● What is asked
Copy every record below exactly as written, but leave out the pictures.

** START Raw data **

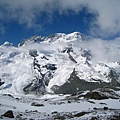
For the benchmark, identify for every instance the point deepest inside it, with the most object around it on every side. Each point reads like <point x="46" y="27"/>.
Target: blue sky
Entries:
<point x="23" y="19"/>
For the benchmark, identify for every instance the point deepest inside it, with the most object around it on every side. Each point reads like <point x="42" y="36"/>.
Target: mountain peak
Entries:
<point x="7" y="44"/>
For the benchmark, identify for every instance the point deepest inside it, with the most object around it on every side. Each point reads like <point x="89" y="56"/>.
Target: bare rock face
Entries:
<point x="36" y="104"/>
<point x="9" y="114"/>
<point x="75" y="84"/>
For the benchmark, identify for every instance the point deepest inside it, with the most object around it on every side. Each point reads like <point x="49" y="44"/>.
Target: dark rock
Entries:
<point x="51" y="66"/>
<point x="55" y="112"/>
<point x="75" y="84"/>
<point x="37" y="104"/>
<point x="9" y="114"/>
<point x="105" y="108"/>
<point x="80" y="114"/>
<point x="69" y="101"/>
<point x="94" y="118"/>
<point x="95" y="95"/>
<point x="8" y="95"/>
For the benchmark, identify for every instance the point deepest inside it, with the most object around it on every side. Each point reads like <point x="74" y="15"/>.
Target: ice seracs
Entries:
<point x="65" y="62"/>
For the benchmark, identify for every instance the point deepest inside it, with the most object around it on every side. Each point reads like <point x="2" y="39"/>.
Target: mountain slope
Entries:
<point x="50" y="64"/>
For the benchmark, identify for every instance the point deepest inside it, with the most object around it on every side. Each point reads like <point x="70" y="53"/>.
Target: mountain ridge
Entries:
<point x="41" y="65"/>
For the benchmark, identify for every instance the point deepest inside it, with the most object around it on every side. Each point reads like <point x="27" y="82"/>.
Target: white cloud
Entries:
<point x="27" y="11"/>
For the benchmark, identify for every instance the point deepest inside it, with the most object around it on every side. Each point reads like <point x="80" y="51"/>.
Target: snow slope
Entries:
<point x="93" y="60"/>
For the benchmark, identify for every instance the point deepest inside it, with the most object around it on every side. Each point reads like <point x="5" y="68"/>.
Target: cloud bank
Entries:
<point x="29" y="13"/>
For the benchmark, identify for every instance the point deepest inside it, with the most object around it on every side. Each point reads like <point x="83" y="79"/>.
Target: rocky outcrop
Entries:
<point x="75" y="84"/>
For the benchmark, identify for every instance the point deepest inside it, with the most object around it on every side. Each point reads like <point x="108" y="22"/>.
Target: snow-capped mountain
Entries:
<point x="59" y="63"/>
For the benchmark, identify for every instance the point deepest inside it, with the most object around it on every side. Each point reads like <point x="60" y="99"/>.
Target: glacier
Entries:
<point x="92" y="60"/>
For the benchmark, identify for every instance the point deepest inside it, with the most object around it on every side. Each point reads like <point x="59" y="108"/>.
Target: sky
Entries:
<point x="21" y="19"/>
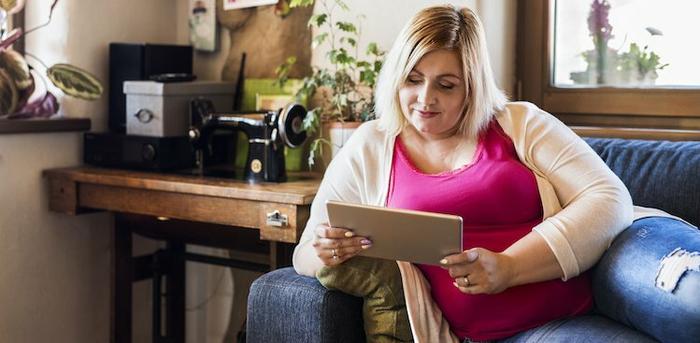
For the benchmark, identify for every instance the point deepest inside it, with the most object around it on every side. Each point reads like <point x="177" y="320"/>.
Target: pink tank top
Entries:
<point x="498" y="200"/>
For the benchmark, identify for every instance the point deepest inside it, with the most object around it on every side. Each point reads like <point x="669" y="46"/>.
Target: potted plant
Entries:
<point x="608" y="66"/>
<point x="341" y="96"/>
<point x="19" y="96"/>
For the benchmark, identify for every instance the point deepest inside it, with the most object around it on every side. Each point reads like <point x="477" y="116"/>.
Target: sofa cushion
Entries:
<point x="659" y="174"/>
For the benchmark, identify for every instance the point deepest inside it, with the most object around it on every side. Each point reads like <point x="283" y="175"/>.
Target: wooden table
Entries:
<point x="183" y="209"/>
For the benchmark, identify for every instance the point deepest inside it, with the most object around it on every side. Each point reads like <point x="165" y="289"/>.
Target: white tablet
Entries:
<point x="404" y="235"/>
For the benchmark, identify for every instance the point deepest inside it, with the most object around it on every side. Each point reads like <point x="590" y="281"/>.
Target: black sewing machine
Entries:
<point x="267" y="133"/>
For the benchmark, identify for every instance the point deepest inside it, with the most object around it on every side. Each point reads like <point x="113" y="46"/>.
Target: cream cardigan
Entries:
<point x="585" y="204"/>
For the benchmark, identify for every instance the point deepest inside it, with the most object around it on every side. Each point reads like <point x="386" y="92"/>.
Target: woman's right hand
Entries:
<point x="335" y="245"/>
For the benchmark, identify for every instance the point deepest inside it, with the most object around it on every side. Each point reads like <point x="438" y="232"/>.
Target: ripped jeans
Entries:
<point x="648" y="280"/>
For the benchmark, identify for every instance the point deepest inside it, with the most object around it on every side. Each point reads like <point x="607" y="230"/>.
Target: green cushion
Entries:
<point x="378" y="282"/>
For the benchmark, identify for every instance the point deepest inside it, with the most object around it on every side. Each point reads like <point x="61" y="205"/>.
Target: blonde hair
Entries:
<point x="434" y="28"/>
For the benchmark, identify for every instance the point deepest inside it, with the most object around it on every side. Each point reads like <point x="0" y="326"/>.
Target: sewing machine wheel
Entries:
<point x="291" y="122"/>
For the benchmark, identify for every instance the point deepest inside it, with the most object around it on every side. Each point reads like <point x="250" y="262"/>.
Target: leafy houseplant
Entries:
<point x="608" y="66"/>
<point x="344" y="92"/>
<point x="18" y="85"/>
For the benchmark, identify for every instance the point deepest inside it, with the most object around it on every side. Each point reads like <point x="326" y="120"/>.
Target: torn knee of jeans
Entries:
<point x="674" y="265"/>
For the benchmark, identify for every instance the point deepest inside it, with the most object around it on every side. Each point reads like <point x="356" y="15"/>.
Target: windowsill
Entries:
<point x="637" y="133"/>
<point x="12" y="126"/>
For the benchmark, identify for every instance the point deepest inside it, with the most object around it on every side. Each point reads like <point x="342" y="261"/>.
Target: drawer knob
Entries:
<point x="275" y="218"/>
<point x="144" y="115"/>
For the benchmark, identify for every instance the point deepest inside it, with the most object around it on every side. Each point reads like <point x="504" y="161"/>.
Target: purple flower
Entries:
<point x="598" y="23"/>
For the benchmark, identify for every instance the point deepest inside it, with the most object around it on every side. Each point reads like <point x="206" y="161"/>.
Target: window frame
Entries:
<point x="655" y="109"/>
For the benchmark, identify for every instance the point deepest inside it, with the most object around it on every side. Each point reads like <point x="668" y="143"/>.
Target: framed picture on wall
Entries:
<point x="203" y="24"/>
<point x="236" y="4"/>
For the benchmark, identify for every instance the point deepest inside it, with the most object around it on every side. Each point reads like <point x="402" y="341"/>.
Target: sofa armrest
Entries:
<point x="284" y="306"/>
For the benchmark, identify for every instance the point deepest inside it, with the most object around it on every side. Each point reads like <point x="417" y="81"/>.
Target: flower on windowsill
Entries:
<point x="608" y="66"/>
<point x="19" y="98"/>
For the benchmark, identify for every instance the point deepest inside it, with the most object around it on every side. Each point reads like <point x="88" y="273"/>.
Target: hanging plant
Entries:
<point x="17" y="82"/>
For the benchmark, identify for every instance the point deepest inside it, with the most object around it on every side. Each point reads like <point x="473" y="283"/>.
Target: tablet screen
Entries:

** END Raw data **

● Complete answer
For the benchmark, identify for every instance the point deepest inside it, with the most object around it on every side. Each point reads like <point x="46" y="27"/>.
Target: blue sky
Entries:
<point x="23" y="19"/>
For the benchmark, identify for every instance the point deepest inside it, with the most object around it on every side. Each point reads like <point x="42" y="36"/>.
Target: mountain peak
Entries:
<point x="7" y="44"/>
For the benchmark, identify for every instance the point deepest inside it, with the most object around it on every side. Each point reads like <point x="89" y="56"/>.
Target: bare rock face
Entries:
<point x="36" y="104"/>
<point x="9" y="114"/>
<point x="75" y="84"/>
For the benchmark, identify for every instance the point deepest inside it, with the most object around it on every side. Each point reads like <point x="49" y="44"/>.
Target: dark rock
Entries:
<point x="51" y="66"/>
<point x="55" y="112"/>
<point x="75" y="84"/>
<point x="37" y="104"/>
<point x="9" y="114"/>
<point x="105" y="108"/>
<point x="80" y="114"/>
<point x="69" y="101"/>
<point x="94" y="118"/>
<point x="95" y="95"/>
<point x="8" y="95"/>
For the benchmark, identify for every instance the point deepest inside it, with the most object around it on every side. Each point reads like <point x="74" y="15"/>.
Target: ice seracs
Entries:
<point x="65" y="62"/>
For the benchmark, identify for every instance the point deepest inside it, with the most object around it on every side. Each point reads like <point x="2" y="39"/>.
Target: mountain slope
Entries:
<point x="50" y="64"/>
For the benchmark, identify for every instance the point deepest inside it, with the most object around it on every side. Each point reads like <point x="70" y="53"/>.
Target: mountain ridge
Entries:
<point x="41" y="65"/>
For the benchmark, identify for every instance the point deepest inside it, with the most object around it on every side. Each point reads like <point x="27" y="82"/>.
Target: white cloud
Entries:
<point x="27" y="11"/>
For the benchmark, identify for every instance the point deepest inside it, with the most object around it on every side. Each point reads like <point x="80" y="51"/>.
Target: snow slope
Entries:
<point x="93" y="60"/>
For the benchmark, identify for every instance the point deepest inside it, with the most object around it on every side. Each point reads like <point x="5" y="68"/>.
Target: cloud bank
Entries:
<point x="29" y="13"/>
For the benchmark, identify for every instance the point deepest inside it, with the most object around it on every side. Each point reads like <point x="83" y="79"/>.
Target: rocky outcrop
Entries:
<point x="75" y="84"/>
For the benchmark, identify for every instance the point deepest inside it, with the most object around it on every side. Each point reads like <point x="108" y="22"/>.
Target: snow-capped mountain
Entries:
<point x="59" y="63"/>
For the benchmark, identify for every instance the point deepest inside it, with the most object around it on every side. Each point reads like <point x="60" y="99"/>.
Target: glacier
Entries:
<point x="92" y="60"/>
For the benchmark, identify for every instance the point deepest inside it, with the most object around it on every side. Each point reads like <point x="59" y="108"/>.
Target: sky
Entries:
<point x="21" y="19"/>
For the benchmark, identify for every instance the point deepest inside it, with the most object around it on every side. Each point reads like <point x="177" y="320"/>.
Target: pink tank top
Entries:
<point x="498" y="200"/>
For the benchmark, identify for every instance the point deepest inside it, with the most object around it on every side. Each point reads like <point x="669" y="46"/>.
Target: potted plant
Entries:
<point x="608" y="66"/>
<point x="341" y="96"/>
<point x="19" y="96"/>
For the benchmark, identify for every instance the point deepest inside it, with the most object around it on every side. Each point reads like <point x="477" y="116"/>.
Target: sofa cushion
Entries:
<point x="659" y="174"/>
For the benchmark, identify for every instance the point deepest inside it, with the most object around it on every side. Each point reads like <point x="283" y="175"/>.
Target: wooden table
Entries:
<point x="183" y="209"/>
For the benchmark, identify for every instance the point deepest inside it, with the most object around it on every side. Each point reads like <point x="165" y="289"/>.
Target: white tablet
Entries:
<point x="404" y="235"/>
For the benchmark, identify for every instance the point deepest inside it, with the most object around it on every side. Each point reads like <point x="590" y="281"/>.
Target: black sewing machine
Entries:
<point x="267" y="133"/>
For the benchmark, identify for every instance the point deepest inside it, with the most object around it on every side. Each point reads like <point x="113" y="46"/>.
Target: cream cardigan
Entries:
<point x="585" y="204"/>
For the benchmark, identify for every instance the point deepest inside it, with the most object around it on every side. Each point reads like <point x="386" y="92"/>.
Target: woman's right hand
Entries:
<point x="335" y="245"/>
For the benchmark, identify for every instance the point deepest inside it, with the most object around it on every side. Each point reads like <point x="438" y="232"/>.
Target: ripped jeans
Entries:
<point x="648" y="280"/>
For the benchmark, identify for every instance the point deepest inside it, with the most object around it on every side. Each point reads like <point x="607" y="230"/>.
Target: green cushion
Entries:
<point x="378" y="282"/>
For the benchmark, identify for every instance the point deepest inside it, with the most object around it on every side. Each point reads like <point x="61" y="205"/>.
Target: blonde hair
Entries:
<point x="434" y="28"/>
For the benchmark, identify for every instance the point deepest inside it, with the most object around it on every side. Each point reads like <point x="0" y="326"/>.
Target: sewing machine wheel
Entries:
<point x="291" y="122"/>
For the benchmark, identify for every instance the point deepest inside it, with the most object around it on every side. Each point reads like <point x="250" y="262"/>.
Target: leafy houseplant
Entries:
<point x="608" y="66"/>
<point x="344" y="92"/>
<point x="18" y="85"/>
For the benchmark, identify for every instance the point deepest inside it, with the most object around it on every side. Each point reads like <point x="326" y="120"/>.
Target: torn knee of jeans
Entries:
<point x="674" y="265"/>
For the benchmark, identify for every instance the point deepest inside it, with the most object around it on every side. Each point reads like <point x="356" y="15"/>.
Target: windowsill
Entries:
<point x="637" y="133"/>
<point x="12" y="126"/>
For the benchmark, identify for every instance the point deepest inside it, with the most object around it on every side. Each point reads like <point x="342" y="261"/>.
Target: drawer knob
Entries:
<point x="275" y="218"/>
<point x="144" y="115"/>
For the benchmark, identify for every instance the point deepest inside it, with the most object around it on every side. Each point reads like <point x="504" y="161"/>.
Target: purple flower
Entries:
<point x="598" y="23"/>
For the benchmark, identify for every instance the point deepest inside it, with the most object around it on every side. Each point reads like <point x="206" y="161"/>.
Target: window frame
Entries:
<point x="655" y="109"/>
For the benchmark, identify for every instance the point deepest inside it, with the most object around it on every side. Each point reads like <point x="668" y="143"/>.
Target: framed picture on wall
Entries:
<point x="203" y="24"/>
<point x="236" y="4"/>
For the benchmark, identify for every instance the point deepest inside it, with the most object around it on every side. Each point reads like <point x="402" y="341"/>.
Target: sofa armrest
Entries:
<point x="284" y="306"/>
For the benchmark, identify for every instance the point deepest inside it, with the most object around it on every side. Each point reads like <point x="417" y="81"/>.
Target: flower on windowsill
Entries:
<point x="608" y="66"/>
<point x="19" y="98"/>
For the benchmark, identify for every instance the point deepest inside it, with the most object around it on every side. Each point reads like <point x="88" y="273"/>.
Target: hanging plant
Entries:
<point x="17" y="82"/>
For the benchmark, identify for every instance the point deepest inside it, with the most object around it on every side. Each point reads like <point x="473" y="283"/>.
Target: tablet screen
Entries:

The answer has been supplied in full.